Document segment Start Marker

Ever since Republicans took control of the House of Representatives in 2010, our political system has essentially functioned like the iconic 1993 American comedy “Groundhog Day.”
In arguably one of his best performances, Bill Murray plays an arrogant Pittsburgh TV meteorologist who finds himself in a time loop — repeating the same day again and again — during an assignment to cover the annual Groundhog Day event.
Congress has fostered a similar environment in which déjà vu and dysfunction permeate throughout the United States Capitol.
Whether the issue is raising the debt ceiling — which directly affects students’ bottom line — or passing continuing resolutions to fund most government agencies, or voting 41 times to repeal Obamacare, Congress finds itself in the same short-term mindset, operating without a well-thought-out plan.
The U.S., just like any business or family, can’t prosper without a comprehensive strategy for success.
Our nation’s perpetually high unemployment rate, coupled with low economic growth since the 2008 financial crisis, clearly demonstrate that our problems stem from political paralysis.
Unfortunately, it looks like Congress, particularly the most fiscally conservative members in the House, is gunning for another “wash, rinse and repeat” cycle over next month’s debt ceiling debacle.
But why should a University Student care whether or not Congress raises the debt ceiling?
To understand the monumental importance first requires a little background:
The debt ceiling, which is currently set at $16.7 trillion, is a cap on the maximum amount of debt the federal government can legally issue at a point in time to pay for our nation’s expenses.
While we are projected to hit our $16.7 debt ceiling in mid-October, imagine we hit it in August instead, for data purposes.
According to a recent Wall Street Journal report, the U.S. collected $185 billion last month in revenue and logged $333 billion in spending, resulting in a $148 billion deficit. This is, by the way, the lowest budget deficit since 2008.
Now, if we pretend Republicans and Democrats failed to raise the debt ceiling in August, that would mean the government would have to default on about 45% of its obligations.
This would render some pretty unpalatable options.
The U.S. would likely be able to cover the interest owed to debt holders, Social Security, Medicare, Medicaid, defense spending, education and a host of smaller income-transfer programs, but doing so would require defaulting on everything else.
According to Ezra Klein of The Washington Post, this is what would close: the FBI, prisons, the courts, tax refunds, the Federal Aviation Administration, national parks and food inspections.
Doesn’t sound too great, does it?
And then there’s also that whole “damaging the economy” factor.
Essentially, all stocks, bonds, real estate and other financial products are based on the interest rate the U.S. government pays to its bondholders. U.S. bonds are called “Treasury Bills,” and are considered the safest investment in the world.
Also, all other nations’ interest rates for their debt are based off of the U.S. Treasury rate.
If we defaulted on our debt, investors would significantly increase the rate for the U.S. Treasury bill, causing mortgage rates, credit card rates and other complex financial securities to swell.
This would cause enormous damage to our economy. For one, the housing market would be crippled, as the demand for buying would plummet because of higher rates.
Additionally, stock prices have an inverse relationship with interest rates. A spike in Treasury rates would likely cause the stock market to suffer a crash, with a serious amount of individual and corporate wealth lost.
As a student, I really wouldn’t like to graduate in a job market fraught with corporate downsizing and high interest on debt.
Speaking of debt, thanks to a bill passed this summer by the Senate, student loans are now tied to 10-year Treasury rates.
So, yes, a default on government debt directly equates to more money coming out of University students’ pockets.
And that alone is why you should be concerned about whether the debt ceiling is raised.

Document segment End Marker
Source information Start Marker

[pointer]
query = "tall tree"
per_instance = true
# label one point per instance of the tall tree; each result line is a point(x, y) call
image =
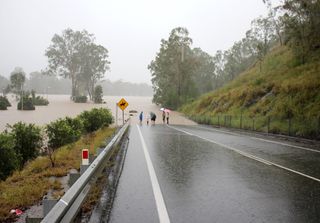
point(204, 75)
point(302, 22)
point(65, 55)
point(93, 67)
point(17, 78)
point(172, 70)
point(261, 35)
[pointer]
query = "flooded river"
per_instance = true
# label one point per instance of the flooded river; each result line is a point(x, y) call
point(61, 106)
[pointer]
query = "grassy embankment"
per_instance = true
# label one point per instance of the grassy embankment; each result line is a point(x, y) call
point(281, 91)
point(25, 188)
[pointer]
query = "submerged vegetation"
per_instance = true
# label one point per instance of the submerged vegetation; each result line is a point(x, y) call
point(282, 92)
point(24, 142)
point(271, 76)
point(26, 187)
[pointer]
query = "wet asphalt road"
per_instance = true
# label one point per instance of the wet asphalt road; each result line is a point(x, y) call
point(206, 175)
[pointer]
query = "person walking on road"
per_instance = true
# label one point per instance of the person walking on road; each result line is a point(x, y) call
point(153, 117)
point(163, 117)
point(141, 117)
point(148, 118)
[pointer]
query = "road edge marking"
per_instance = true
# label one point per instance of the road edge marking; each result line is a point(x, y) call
point(250, 156)
point(264, 140)
point(161, 206)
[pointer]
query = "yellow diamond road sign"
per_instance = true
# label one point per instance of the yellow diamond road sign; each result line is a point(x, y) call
point(123, 104)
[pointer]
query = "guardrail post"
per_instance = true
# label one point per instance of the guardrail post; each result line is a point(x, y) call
point(318, 128)
point(73, 177)
point(252, 124)
point(48, 204)
point(289, 126)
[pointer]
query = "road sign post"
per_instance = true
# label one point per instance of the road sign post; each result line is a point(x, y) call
point(122, 104)
point(85, 157)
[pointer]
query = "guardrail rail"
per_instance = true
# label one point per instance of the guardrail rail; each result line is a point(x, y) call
point(68, 206)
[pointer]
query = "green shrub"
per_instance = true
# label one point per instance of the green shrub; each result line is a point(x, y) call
point(64, 131)
point(98, 94)
point(4, 103)
point(80, 99)
point(8, 159)
point(96, 118)
point(27, 103)
point(27, 141)
point(38, 100)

Source information End Marker

● Requirement A: Rewrite the part of the debt ceiling piece that opens with the words "As a student, I" and closes with "10-year Treasury rates.", replacing "job market" with "labor market".
● Requirement B: In the debt ceiling piece, turn the paragraph beginning "According to Ezra Klein of The Washington Post" into a list.
● Requirement C: In the debt ceiling piece, what are student loans now tied to?

● Problem solution A:
As a student, I really wouldn’t like to graduate in a labor market fraught with corporate downsizing and high interest on debt.
Speaking of debt, thanks to a bill passed this summer by the Senate, student loans are now tied to 10-year Treasury rates.

● Problem solution B:
According to Ezra Klein of The Washington Post, these would close:
- the FBI
- prisons
- the courts
- tax refunds
- the Federal Aviation Administration
- national parks
- food inspections

● Problem solution C: 10-year Treasury rates